■ **Description of the task**
All of the data needs to be reproduced with no alterations.

:: Material for this exercise

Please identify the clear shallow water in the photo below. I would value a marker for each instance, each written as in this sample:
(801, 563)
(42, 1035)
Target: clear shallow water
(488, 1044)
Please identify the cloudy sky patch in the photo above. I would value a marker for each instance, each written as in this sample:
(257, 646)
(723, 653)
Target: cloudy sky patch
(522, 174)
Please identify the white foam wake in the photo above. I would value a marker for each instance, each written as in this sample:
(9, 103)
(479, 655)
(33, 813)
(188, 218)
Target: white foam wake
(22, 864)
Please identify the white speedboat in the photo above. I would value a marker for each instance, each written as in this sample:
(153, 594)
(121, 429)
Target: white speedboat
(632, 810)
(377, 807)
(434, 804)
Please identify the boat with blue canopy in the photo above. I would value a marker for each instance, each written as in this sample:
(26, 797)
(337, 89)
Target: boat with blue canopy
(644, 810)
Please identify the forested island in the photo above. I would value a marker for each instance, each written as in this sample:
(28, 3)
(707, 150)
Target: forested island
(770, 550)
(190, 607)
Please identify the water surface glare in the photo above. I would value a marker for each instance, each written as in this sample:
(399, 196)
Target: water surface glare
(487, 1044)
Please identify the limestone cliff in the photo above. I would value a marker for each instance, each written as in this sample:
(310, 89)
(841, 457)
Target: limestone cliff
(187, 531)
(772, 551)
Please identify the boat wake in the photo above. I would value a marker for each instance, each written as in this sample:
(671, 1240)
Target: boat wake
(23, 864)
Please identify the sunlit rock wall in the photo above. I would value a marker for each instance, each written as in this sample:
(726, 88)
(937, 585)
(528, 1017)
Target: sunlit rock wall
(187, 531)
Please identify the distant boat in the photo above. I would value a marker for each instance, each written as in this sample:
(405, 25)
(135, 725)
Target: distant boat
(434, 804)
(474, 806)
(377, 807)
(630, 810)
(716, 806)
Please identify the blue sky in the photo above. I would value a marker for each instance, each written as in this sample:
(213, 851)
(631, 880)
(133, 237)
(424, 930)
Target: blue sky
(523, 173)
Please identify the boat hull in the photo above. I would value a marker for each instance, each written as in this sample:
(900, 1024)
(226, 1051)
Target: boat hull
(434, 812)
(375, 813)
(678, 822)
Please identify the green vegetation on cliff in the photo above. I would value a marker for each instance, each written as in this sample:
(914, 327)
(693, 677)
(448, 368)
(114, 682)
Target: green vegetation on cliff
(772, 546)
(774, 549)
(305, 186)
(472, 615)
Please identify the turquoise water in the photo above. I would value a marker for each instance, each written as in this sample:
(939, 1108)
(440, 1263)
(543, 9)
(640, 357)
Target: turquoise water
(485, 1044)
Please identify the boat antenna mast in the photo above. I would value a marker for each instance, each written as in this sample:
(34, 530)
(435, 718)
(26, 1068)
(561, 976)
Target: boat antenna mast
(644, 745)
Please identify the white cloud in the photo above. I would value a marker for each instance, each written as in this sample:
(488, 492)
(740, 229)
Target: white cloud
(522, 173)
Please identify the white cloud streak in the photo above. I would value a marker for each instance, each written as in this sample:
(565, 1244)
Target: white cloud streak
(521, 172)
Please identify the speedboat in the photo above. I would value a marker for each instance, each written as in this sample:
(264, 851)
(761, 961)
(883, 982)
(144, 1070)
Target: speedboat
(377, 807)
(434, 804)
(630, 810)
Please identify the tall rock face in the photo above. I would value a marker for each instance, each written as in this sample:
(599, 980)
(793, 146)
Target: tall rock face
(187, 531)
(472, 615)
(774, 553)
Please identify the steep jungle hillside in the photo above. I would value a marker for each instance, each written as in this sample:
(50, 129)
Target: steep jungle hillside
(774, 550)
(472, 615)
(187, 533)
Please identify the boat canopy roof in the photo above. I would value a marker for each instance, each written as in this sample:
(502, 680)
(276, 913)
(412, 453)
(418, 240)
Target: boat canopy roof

::::

■ **Exercise result**
Please identify the clear shallow water in the photo below. I would value a marker for each instance, each written as in this sample:
(801, 563)
(42, 1035)
Target: clear shallow water
(488, 1044)
Please identify the cloudy sky patch in the photo above. I would value a marker for each instance, each written as in this sample:
(257, 646)
(723, 653)
Target: cloudy sky patch
(522, 174)
Please identify the white foam wake in the photo above. I would value a marker for each instance, each written as in this sample:
(9, 103)
(479, 655)
(33, 813)
(188, 218)
Target: white foam wake
(22, 864)
Please identify the white speedboat in the photo above. I would value a marker for each instance, each written as in this sample:
(153, 594)
(121, 429)
Target: white speedboat
(632, 810)
(377, 807)
(434, 804)
Please identify the boat with blue canopy in the photo above. I would value a marker for each instance, each written as in this sample:
(26, 797)
(337, 89)
Target: boat with blue canopy
(644, 810)
Please identify the forested island in the photo above. I would value a marker for each instance, each written as in this sample:
(28, 3)
(707, 150)
Target: forested island
(770, 550)
(190, 607)
Please identify the water surface glare in the photo above. I would value a marker for each instance, each written as in this sample:
(399, 196)
Target: water surface glare
(487, 1044)
Please identify the limestone cliff in the photo above. I would value a marker for each instance, each written as in this sample:
(310, 89)
(841, 457)
Target: limestone cliff
(187, 531)
(772, 551)
Please identify the boat wake in the photo above. I would value a marker for each instance, each written as in this sample:
(671, 1240)
Target: boat wake
(23, 864)
Please identify the sunlit rock wall in the photo above. I would value a marker for each instance, each written as in this sample:
(726, 88)
(937, 585)
(528, 1017)
Target: sunlit rock wall
(187, 531)
Please identify the distant boat in the photo above. I would value a marker for each instance, each written as in this sample:
(405, 25)
(135, 725)
Target: distant boat
(434, 804)
(474, 806)
(377, 807)
(630, 810)
(716, 806)
Please identify the blue sky in the photo above. I would value a marker for each instance, each written as in this sample:
(213, 851)
(631, 880)
(133, 237)
(424, 930)
Target: blue sky
(523, 173)
Please identify the boat hull in the photo above. I would value a marker for each instance, each written as in this sample:
(900, 1024)
(226, 1051)
Target: boat hull
(434, 812)
(375, 813)
(678, 822)
Please identify the green vegetation on cliff in the photo above. I would value a marker for each instance, each written as in this sample:
(914, 327)
(693, 677)
(448, 368)
(114, 682)
Target: green vegetation on cliff
(772, 546)
(774, 549)
(305, 186)
(472, 615)
Please identify the turquoise water in the photo above. I would value a marker for each instance, each written as in this sample:
(939, 1108)
(440, 1263)
(543, 9)
(640, 357)
Target: turquoise water
(485, 1044)
Please identify the boat antenna mast in the photo above. I would value a marker for each instance, each written as in this sample:
(34, 530)
(435, 718)
(26, 1068)
(561, 976)
Target: boat antenna mast
(644, 745)
Please identify the white cloud in the photo above. I would value a marker for each instance, each written as in this sample:
(488, 492)
(740, 229)
Target: white cloud
(522, 173)
Please identify the white cloud streak in the photo above. I would value a marker for each instance, each written as in this sample:
(565, 1244)
Target: white cloud streak
(521, 172)
Please identify the speedboat in the photo above. I would value a marker for each instance, each written as in this sample:
(264, 851)
(761, 961)
(883, 982)
(144, 1070)
Target: speedboat
(377, 807)
(434, 804)
(630, 810)
Please identify the tall rock face in the photo above. I would value a marker for each instance, each written as in this sample:
(599, 980)
(793, 146)
Target: tall rock face
(187, 531)
(472, 615)
(774, 553)
Please identify the steep jungle hillside in the photo above. I would value a marker for each instance, each written as in this sample:
(50, 129)
Target: steep jungle hillside
(774, 550)
(472, 615)
(187, 533)
Please identify the boat canopy roof in the photo above. I would value a marker for each instance, each written as in this sample:
(502, 680)
(276, 913)
(412, 453)
(418, 240)
Target: boat canopy roof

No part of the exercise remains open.